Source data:
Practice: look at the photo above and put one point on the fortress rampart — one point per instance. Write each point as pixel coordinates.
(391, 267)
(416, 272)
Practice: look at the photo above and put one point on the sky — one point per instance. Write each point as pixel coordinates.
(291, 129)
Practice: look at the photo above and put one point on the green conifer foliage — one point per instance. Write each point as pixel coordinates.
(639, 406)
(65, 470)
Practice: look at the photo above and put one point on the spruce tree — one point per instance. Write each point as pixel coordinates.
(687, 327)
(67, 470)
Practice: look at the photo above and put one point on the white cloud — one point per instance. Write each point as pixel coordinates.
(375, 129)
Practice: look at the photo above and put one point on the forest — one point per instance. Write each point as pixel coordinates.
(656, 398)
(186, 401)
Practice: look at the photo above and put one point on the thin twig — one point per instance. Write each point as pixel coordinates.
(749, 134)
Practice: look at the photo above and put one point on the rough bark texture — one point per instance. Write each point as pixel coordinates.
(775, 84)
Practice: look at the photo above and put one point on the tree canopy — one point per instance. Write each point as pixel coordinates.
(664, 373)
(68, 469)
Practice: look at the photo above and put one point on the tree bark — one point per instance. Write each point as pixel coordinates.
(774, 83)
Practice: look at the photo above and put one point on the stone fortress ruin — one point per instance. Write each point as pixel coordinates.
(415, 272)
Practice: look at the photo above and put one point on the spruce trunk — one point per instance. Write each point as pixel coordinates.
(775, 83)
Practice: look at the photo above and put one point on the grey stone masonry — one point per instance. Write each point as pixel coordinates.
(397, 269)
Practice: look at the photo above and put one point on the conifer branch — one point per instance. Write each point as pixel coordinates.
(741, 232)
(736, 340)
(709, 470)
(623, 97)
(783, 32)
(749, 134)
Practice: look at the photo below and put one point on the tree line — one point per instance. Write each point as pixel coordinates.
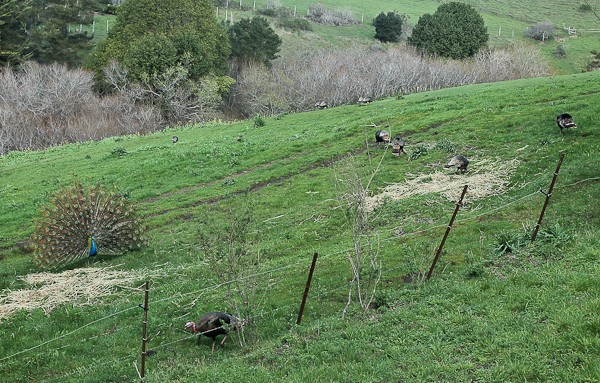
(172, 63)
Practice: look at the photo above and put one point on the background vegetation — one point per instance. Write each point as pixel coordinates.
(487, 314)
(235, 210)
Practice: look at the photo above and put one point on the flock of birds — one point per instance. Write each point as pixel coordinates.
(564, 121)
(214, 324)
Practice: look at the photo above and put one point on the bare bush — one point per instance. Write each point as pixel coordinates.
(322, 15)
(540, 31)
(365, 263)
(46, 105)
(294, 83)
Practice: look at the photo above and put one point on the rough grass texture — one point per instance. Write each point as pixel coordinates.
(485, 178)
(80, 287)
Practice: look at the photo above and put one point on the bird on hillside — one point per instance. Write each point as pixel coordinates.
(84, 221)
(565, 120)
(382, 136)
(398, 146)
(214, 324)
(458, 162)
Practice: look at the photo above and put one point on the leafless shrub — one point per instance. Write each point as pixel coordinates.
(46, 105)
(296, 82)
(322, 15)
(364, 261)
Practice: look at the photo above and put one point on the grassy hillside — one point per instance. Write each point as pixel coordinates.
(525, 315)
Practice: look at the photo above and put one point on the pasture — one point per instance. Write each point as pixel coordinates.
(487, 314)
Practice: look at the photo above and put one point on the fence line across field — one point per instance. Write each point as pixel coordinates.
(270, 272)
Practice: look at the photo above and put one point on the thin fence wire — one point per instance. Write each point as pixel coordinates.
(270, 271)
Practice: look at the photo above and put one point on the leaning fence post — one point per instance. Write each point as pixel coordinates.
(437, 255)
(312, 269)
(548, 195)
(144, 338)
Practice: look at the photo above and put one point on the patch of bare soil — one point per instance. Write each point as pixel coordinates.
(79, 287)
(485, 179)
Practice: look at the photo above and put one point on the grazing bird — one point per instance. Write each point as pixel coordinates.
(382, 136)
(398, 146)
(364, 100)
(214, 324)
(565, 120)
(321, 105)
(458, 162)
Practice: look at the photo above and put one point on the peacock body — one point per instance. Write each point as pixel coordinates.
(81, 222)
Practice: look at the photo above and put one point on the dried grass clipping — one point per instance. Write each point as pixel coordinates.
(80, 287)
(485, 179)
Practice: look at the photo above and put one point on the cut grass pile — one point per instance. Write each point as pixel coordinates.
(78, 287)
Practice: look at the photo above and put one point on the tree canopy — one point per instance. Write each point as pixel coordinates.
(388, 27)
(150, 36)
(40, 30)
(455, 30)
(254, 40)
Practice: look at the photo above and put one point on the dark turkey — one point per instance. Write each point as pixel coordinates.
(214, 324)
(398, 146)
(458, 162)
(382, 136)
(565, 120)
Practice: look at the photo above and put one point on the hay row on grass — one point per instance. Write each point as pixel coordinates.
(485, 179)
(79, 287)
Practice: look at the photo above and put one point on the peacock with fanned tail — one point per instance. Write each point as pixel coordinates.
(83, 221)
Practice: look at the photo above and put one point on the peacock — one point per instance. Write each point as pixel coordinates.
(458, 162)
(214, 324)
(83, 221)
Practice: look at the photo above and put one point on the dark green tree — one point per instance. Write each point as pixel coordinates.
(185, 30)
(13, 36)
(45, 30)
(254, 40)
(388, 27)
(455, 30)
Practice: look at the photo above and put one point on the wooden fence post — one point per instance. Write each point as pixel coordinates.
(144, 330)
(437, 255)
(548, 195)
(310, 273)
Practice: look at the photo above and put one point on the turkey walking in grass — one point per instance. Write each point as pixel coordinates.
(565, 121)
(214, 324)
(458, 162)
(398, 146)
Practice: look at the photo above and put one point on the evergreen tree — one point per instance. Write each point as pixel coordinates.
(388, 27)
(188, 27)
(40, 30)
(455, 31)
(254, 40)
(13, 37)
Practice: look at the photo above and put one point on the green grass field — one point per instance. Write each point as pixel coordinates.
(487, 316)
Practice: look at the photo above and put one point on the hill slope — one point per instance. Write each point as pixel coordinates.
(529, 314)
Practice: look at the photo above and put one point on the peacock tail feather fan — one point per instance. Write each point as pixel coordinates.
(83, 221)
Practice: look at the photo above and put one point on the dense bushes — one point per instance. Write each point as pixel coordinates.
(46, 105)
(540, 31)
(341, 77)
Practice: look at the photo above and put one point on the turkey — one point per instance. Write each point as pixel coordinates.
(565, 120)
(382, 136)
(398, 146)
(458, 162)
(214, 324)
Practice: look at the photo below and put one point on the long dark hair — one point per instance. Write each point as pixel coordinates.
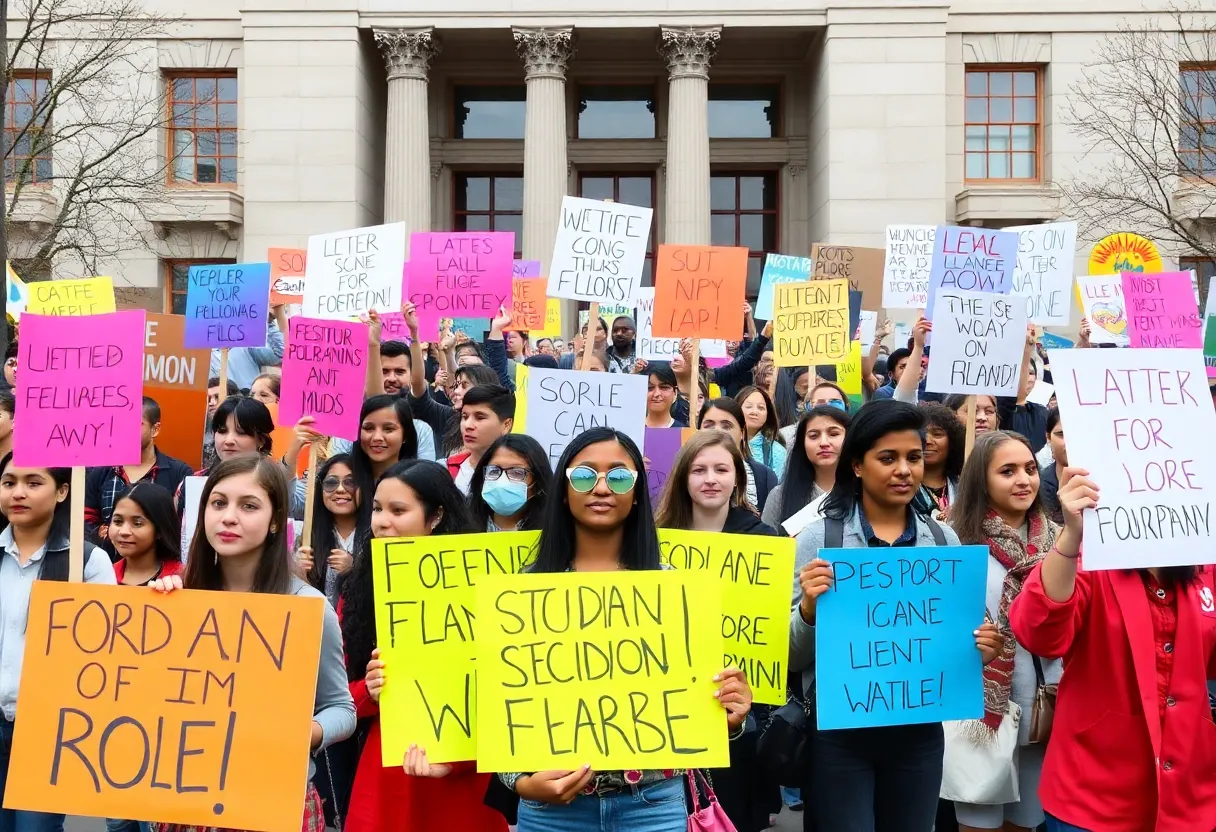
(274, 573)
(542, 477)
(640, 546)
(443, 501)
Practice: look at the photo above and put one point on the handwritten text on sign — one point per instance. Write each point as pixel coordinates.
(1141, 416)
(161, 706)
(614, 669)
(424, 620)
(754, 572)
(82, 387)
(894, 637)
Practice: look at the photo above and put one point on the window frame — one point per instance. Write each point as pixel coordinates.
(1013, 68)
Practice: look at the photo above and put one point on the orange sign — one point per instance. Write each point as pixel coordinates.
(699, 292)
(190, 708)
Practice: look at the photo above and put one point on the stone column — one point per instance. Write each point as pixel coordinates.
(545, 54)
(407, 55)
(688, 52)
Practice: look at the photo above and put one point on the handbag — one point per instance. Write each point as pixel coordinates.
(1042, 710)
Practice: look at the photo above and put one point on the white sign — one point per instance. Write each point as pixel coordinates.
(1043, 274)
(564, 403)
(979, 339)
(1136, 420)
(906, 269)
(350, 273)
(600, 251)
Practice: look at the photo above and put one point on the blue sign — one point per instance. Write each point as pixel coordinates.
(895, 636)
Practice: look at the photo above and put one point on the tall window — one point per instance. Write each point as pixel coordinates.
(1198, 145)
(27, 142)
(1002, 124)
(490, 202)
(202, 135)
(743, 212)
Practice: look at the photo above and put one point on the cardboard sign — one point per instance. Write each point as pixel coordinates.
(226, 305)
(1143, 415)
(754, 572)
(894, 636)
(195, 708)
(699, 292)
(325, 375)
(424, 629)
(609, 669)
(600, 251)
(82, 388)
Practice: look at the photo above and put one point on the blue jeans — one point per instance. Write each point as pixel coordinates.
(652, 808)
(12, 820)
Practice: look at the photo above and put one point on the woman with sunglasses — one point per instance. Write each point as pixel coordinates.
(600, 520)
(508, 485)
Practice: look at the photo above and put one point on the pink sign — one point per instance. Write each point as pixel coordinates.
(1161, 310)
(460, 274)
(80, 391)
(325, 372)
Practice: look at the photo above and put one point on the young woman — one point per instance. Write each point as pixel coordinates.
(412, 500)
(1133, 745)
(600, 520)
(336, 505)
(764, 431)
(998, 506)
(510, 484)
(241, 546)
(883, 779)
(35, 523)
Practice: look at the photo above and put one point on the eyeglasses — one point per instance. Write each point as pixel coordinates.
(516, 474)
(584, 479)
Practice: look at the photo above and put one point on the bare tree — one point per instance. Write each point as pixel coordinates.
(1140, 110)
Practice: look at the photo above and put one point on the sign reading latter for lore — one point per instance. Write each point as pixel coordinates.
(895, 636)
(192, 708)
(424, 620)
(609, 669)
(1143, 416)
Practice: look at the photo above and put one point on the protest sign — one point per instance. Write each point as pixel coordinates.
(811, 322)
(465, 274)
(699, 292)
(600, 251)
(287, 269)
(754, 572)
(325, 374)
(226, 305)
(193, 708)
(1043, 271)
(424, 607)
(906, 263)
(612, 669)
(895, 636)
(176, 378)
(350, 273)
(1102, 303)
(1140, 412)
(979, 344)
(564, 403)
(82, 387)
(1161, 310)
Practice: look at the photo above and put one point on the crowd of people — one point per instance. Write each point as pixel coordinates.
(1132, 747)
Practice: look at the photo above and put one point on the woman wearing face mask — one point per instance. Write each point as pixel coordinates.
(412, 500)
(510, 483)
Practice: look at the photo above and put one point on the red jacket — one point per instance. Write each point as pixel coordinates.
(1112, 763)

* _AIM_: Change "handbag" to "purse" in the listing lines that start with the line with "the stone column" and go on through the line with "(1042, 710)". Give only those lines back, with nothing else altered.

* _EXERCISE ANSWER_:
Practice: look at the photo above and put one point on the stone column — one point per instance. Write each point as pixel coordinates.
(545, 54)
(407, 55)
(688, 52)
Practice: look at the photo above and put one point on the purse — one point per instance. Write each point as pixel coordinates.
(1042, 710)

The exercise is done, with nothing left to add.